* Given passage:
But a gaping loophole in federal law means that everyday, fun-filled events like birthday parties, taking music lessons, playing sports or visiting a carnival could put kids in the crosshairs of pedophiles.

That's because current laws don't restrict pedophiles from working with children in jobs that are not funded by the government.

"This should frighten every parent here on Staten Island and across the country," U.S. Sen. Charles Schumer (D-N.Y.) said in South Beach yesterday.

Schumer is introducing legislation aimed at closing the loophole and further restricting sex offenders' access to children.

Schumer said current law allows convicted sex offenders to hold a host of jobs that bring them into close contact with children, including music and dance teachers; magicians and clowns; coaches and referees; arcade workers; carnival ride operators; sports, recreation and entertainment center workers; child-theme party store workers; private tutors, and children-museum employees.

"I think parents are not aware of this," Schumer said. "And they should be."

The hazards of the loophole hit close to home in 2008, when it was discovered that Islander William C. Ventro was officiating PSAL basketball games despite having been convicted of sexually abusing a 13-year-old girl in 1992. Ventro had worked more than 80 girls varsity and JV basketball games over six years.

More recently, a man who had been convicted of molesting an 11-year-old girl was found to be running a karate school in Queens.

"As we all know, there are predators among us," Schumer said. "We cannot let our guard down."
Schumer's legislation would amend current federal law to prevent convicted and registered sex offenders from accepting paid or volunteer employment positions which place them in direct and substantial contact with minors.

* Set of tasks:
1. List the everyday events that the article on the sex offender loophole says could put kids in the crosshairs of pedophiles.
2. From the article on the sex offender loophole, copy word for word the part that opens with the words containing "That's because current" and closes with "and children-museum employees.".

* Listed records:
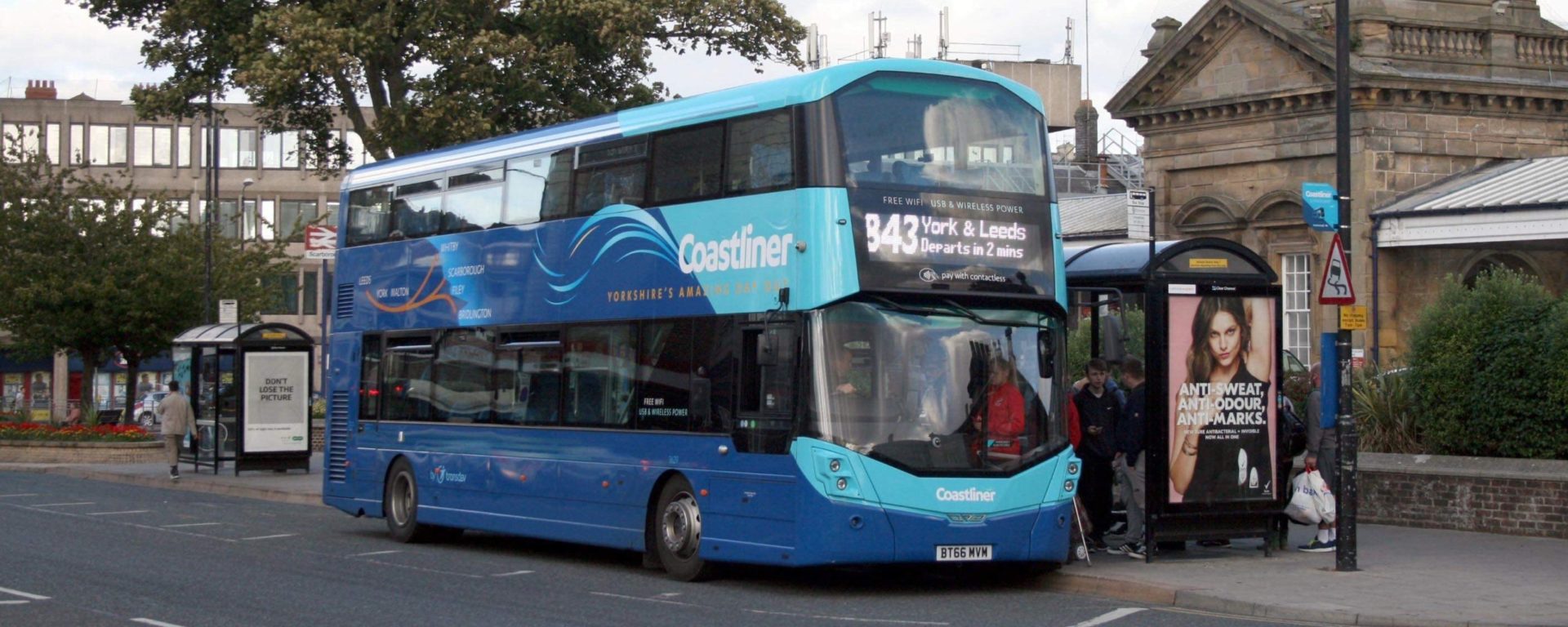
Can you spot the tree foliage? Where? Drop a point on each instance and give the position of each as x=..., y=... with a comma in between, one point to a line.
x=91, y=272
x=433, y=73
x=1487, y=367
--
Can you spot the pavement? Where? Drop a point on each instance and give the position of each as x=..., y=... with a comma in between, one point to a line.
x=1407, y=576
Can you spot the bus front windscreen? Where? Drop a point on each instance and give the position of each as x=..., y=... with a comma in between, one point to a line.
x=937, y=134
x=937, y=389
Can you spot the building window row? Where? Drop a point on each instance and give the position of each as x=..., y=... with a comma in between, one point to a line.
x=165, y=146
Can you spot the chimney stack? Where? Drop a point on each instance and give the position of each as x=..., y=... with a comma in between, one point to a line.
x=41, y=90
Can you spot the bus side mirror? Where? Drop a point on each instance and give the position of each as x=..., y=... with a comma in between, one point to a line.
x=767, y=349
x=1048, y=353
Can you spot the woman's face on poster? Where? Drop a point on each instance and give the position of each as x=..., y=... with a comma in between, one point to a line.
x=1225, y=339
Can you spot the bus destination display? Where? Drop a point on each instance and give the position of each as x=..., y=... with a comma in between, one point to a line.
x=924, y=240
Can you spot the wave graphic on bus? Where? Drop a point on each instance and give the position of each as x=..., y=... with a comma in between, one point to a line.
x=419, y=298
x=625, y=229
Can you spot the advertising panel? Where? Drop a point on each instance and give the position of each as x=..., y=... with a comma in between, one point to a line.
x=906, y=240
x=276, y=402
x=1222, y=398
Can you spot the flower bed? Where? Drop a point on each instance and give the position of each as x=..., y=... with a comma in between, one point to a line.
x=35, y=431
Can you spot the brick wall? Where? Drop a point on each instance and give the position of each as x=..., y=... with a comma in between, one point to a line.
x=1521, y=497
* * *
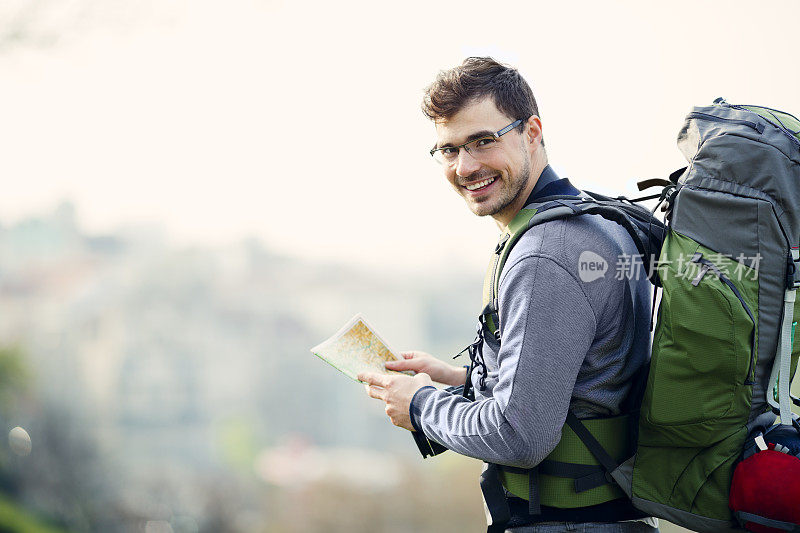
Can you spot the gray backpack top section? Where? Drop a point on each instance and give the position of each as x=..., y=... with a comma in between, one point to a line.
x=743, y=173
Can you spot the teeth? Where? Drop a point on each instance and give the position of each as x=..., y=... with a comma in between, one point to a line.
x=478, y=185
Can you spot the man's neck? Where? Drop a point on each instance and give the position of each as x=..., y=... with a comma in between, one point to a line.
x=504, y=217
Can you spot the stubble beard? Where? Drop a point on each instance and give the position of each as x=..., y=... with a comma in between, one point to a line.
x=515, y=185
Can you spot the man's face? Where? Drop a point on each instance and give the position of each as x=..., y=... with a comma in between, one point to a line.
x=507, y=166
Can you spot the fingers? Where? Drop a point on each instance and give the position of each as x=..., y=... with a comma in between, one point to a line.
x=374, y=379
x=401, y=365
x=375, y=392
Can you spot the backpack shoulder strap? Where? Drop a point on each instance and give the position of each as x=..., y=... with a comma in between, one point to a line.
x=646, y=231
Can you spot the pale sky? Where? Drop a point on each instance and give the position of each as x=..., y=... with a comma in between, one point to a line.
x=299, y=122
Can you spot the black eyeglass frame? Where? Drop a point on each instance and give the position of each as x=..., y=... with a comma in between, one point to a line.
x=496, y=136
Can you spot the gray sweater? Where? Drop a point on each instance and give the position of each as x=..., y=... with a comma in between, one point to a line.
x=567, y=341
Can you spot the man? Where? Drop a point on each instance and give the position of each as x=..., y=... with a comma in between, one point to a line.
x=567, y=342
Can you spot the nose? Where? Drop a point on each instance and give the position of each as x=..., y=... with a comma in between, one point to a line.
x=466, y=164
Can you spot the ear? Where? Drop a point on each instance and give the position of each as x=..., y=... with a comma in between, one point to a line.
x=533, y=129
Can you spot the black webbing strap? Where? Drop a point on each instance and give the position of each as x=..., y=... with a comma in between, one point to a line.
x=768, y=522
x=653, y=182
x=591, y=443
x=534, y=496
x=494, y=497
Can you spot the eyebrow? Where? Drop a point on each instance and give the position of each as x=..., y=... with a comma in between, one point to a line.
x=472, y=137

* Answers per task:
1.
- birthday parties
- taking music lessons
- playing sports
- visiting a carnival

2.
That's because current laws don't restrict pedophiles from working with children in jobs that are not funded by the government.

"This should frighten every parent here on Staten Island and across the country," U.S. Sen. Charles Schumer (D-N.Y.) said in South Beach yesterday.

Schumer is introducing legislation aimed at closing the loophole and further restricting sex offenders' access to children.

Schumer said current law allows convicted sex offenders to hold a host of jobs that bring them into close contact with children, including music and dance teachers; magicians and clowns; coaches and referees; arcade workers; carnival ride operators; sports, recreation and entertainment center workers; child-theme party store workers; private tutors, and children-museum employees.